**Document extract:**
American College Of Surgeons - Inspiring Quality: Highest Standards, Better Outcomes

Mentorship Program

The Society of Surgical Chairs held a meeting about their mentorship program on October 26 at the 2014 Clinical Congress in San Francisco, CA. Keep reading to find out the discussion highlights.

Discussion Highlights

Challenge of Interdisciplinary Centers

Extradepartmental, interdisciplinary, hospital-based clinical centers are on the rise and will likely be an upcoming challenge to department-centric activities. Understanding and being able to access funds-flow through these centers will be critical to department vitality. Department (chair) representation and involvement on center planning and governing boards will be critical to allowing departments to remain “in the game.” It was not clear how funds flow through such centers would be structured, but could ideally be aligned with cost and quality incentives.

The Return of Managed Care and the Quality Imperative

There was broad expectation that the return of capitation and managed care was imminent and unavoidable. In this scenario, surgery would likely become a cost center, and not a revenue resource. Improving surgeons’ quality performance was therefore critical, and case volume would become deprioritized. Intensive provider-specific outcomes reporting that is already available through Crimson, UnitedHealthcare, ACS National Surgical Quality Improvement Program, and other third-party databases was embraced. Quality improvement feedback to faculty including (blinded) comparisons to peer groups and length of stay and cost/resource utilization data was viewed as critical to achieving quality improvement.

**Problem to solve:**
Reproduce the whole meeting summary word for word. Draw only on the meeting summary above.

**Given records:**

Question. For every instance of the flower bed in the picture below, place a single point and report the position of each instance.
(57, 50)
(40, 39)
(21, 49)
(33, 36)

**Response area:**
American College Of Surgeons - Inspiring Quality: Highest Standards, Better Outcomes

Mentorship Program

The Society of Surgical Chairs held a meeting about their mentorship program on October 26 at the 2014 Clinical Congress in San Francisco, CA. Keep reading to find out the discussion highlights.

Discussion Highlights

Challenge of Interdisciplinary Centers

Extradepartmental, interdisciplinary, hospital-based clinical centers are on the rise and will likely be an upcoming challenge to department-centric activities. Understanding and being able to access funds-flow through these centers will be critical to department vitality. Department (chair) representation and involvement on center planning and governing boards will be critical to allowing departments to remain “in the game.” It was not clear how funds flow through such centers would be structured, but could ideally be aligned with cost and quality incentives.

The Return of Managed Care and the Quality Imperative

There was broad expectation that the return of capitation and managed care was imminent and unavoidable. In this scenario, surgery would likely become a cost center, and not a revenue resource. Improving surgeons’ quality performance was therefore critical, and case volume would become deprioritized. Intensive provider-specific outcomes reporting that is already available through Crimson, UnitedHealthcare, ACS National Surgical Quality Improvement Program, and other third-party databases was embraced. Quality improvement feedback to faculty including (blinded) comparisons to peer groups and length of stay and cost/resource utilization data was viewed as critical to achieving quality improvement.